YOUR TASK
Display every line of the items below that contains the string "brick", matching case exactly.

Records from a data source
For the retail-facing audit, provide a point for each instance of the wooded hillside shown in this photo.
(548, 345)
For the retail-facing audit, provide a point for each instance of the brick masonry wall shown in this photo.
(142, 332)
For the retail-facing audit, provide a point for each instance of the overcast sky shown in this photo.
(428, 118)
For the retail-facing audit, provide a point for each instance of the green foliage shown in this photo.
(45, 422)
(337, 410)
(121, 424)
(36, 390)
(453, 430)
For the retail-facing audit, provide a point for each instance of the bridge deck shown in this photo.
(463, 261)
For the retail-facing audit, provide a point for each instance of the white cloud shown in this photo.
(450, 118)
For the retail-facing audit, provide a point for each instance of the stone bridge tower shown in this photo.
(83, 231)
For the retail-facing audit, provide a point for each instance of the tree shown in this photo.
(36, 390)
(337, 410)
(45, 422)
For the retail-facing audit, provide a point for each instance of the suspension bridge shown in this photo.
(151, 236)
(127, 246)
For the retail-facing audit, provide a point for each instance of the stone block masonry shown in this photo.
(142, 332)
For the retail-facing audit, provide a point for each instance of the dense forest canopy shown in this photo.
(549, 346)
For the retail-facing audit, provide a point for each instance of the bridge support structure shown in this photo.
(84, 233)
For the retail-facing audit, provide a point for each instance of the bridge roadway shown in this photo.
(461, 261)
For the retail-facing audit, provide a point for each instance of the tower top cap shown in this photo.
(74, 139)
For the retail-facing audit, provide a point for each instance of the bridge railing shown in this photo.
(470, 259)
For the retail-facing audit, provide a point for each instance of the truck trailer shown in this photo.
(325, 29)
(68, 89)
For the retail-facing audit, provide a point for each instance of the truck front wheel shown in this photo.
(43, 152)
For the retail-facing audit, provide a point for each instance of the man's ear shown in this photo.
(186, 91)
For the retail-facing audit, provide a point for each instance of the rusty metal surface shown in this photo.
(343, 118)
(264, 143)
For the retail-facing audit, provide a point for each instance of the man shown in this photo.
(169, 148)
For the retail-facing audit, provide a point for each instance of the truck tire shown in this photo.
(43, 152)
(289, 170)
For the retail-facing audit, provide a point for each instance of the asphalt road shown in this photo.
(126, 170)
* * *
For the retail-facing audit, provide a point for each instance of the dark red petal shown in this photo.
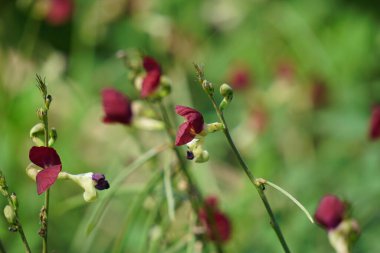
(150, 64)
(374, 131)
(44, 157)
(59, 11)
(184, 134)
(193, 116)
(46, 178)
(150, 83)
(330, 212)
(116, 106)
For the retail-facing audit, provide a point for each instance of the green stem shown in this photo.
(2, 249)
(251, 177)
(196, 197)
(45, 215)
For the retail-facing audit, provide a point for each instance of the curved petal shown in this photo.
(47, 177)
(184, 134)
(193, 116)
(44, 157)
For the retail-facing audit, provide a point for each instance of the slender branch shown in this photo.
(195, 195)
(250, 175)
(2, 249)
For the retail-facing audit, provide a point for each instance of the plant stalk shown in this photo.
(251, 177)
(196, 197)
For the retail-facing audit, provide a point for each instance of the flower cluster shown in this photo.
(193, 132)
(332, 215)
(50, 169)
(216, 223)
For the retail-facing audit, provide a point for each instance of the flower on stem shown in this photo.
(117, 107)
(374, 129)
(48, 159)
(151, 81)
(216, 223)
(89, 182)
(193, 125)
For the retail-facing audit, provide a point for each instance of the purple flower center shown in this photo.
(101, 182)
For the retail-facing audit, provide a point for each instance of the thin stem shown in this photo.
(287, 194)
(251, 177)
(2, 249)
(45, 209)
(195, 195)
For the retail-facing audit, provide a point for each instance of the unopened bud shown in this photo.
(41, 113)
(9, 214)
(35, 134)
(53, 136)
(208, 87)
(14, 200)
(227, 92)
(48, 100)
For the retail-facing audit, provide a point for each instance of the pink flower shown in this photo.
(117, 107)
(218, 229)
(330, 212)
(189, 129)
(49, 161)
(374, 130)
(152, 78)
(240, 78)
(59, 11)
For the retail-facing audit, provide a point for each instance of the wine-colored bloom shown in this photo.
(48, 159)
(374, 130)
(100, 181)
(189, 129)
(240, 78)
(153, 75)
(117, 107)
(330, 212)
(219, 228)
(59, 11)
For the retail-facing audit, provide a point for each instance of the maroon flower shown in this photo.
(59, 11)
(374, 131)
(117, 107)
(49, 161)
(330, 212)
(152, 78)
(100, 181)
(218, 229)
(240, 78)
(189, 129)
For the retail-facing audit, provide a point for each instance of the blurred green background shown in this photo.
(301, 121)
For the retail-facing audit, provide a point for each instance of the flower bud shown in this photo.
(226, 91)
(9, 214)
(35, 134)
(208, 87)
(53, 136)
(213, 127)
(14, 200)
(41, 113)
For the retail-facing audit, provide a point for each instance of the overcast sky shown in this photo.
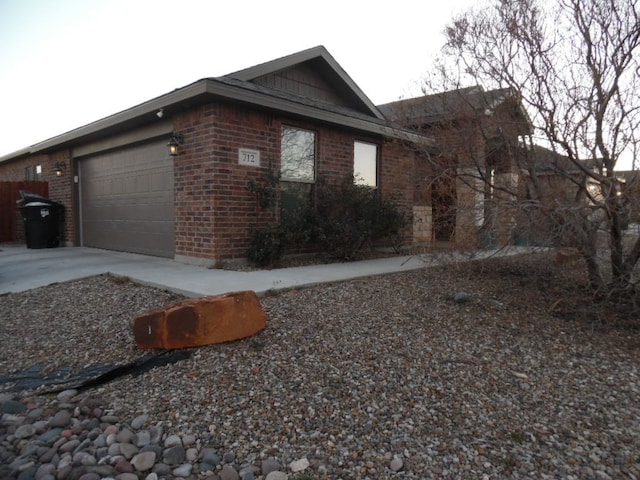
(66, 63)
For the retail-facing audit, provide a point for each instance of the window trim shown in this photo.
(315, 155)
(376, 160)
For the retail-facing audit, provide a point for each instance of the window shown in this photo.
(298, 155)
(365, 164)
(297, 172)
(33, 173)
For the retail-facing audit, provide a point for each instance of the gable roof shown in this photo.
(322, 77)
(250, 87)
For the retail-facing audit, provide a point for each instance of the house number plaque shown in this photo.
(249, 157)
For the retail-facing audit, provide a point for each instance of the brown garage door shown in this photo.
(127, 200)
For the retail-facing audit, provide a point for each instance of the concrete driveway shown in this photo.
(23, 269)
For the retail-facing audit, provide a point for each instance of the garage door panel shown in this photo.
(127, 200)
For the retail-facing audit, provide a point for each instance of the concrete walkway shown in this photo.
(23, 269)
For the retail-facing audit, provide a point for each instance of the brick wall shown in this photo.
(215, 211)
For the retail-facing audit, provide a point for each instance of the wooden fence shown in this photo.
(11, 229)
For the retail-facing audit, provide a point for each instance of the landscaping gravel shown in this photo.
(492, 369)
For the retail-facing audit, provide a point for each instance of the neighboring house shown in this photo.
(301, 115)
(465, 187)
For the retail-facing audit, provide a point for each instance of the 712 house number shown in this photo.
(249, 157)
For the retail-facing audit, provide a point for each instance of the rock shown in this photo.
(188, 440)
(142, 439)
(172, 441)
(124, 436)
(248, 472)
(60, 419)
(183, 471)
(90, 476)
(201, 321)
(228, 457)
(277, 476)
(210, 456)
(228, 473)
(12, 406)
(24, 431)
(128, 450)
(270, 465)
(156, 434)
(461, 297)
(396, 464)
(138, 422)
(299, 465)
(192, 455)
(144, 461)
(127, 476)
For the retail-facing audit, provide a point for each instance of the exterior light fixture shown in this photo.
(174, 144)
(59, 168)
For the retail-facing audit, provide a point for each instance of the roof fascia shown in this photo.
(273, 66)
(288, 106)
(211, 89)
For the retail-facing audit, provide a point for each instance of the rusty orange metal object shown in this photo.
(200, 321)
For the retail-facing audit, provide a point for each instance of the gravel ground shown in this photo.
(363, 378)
==
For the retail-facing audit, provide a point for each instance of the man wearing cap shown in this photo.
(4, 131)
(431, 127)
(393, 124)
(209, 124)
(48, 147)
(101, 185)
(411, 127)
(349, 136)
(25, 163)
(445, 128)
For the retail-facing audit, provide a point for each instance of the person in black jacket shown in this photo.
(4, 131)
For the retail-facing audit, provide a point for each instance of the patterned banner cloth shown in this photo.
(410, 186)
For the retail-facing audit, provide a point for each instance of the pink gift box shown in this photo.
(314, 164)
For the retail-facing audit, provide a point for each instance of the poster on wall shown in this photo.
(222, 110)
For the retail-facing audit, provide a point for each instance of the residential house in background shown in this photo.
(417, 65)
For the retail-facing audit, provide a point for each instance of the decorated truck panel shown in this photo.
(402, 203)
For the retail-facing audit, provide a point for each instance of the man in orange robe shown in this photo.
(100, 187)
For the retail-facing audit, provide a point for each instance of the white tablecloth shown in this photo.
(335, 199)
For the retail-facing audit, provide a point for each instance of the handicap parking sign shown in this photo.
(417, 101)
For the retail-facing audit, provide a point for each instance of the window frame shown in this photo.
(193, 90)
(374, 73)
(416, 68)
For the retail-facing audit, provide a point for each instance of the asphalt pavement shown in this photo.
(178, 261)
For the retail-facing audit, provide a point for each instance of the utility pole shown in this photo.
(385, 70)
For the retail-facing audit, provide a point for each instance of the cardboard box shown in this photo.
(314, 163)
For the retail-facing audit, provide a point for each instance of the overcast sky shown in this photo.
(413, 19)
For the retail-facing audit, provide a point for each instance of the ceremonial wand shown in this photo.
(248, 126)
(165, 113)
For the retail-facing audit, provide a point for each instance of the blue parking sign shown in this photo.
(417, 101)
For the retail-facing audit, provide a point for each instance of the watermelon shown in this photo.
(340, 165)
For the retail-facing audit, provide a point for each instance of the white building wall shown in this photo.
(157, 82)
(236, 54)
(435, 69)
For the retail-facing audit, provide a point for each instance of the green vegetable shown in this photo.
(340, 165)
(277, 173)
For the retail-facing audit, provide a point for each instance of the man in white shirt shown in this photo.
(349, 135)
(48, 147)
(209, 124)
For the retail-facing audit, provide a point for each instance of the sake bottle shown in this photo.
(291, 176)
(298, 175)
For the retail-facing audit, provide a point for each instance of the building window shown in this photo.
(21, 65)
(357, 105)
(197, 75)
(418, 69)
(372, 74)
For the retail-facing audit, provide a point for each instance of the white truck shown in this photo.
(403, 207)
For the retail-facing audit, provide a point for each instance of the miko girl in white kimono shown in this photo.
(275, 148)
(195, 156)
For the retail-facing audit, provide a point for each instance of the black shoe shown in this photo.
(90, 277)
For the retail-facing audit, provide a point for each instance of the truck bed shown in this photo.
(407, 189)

EXPECTED OUTPUT
For the retail-facing audit, provide a point for each instance of the brick masonry wall shown in this photo.
For the retail-facing audit, provide a point for each instance of the brick wall shown in this photo.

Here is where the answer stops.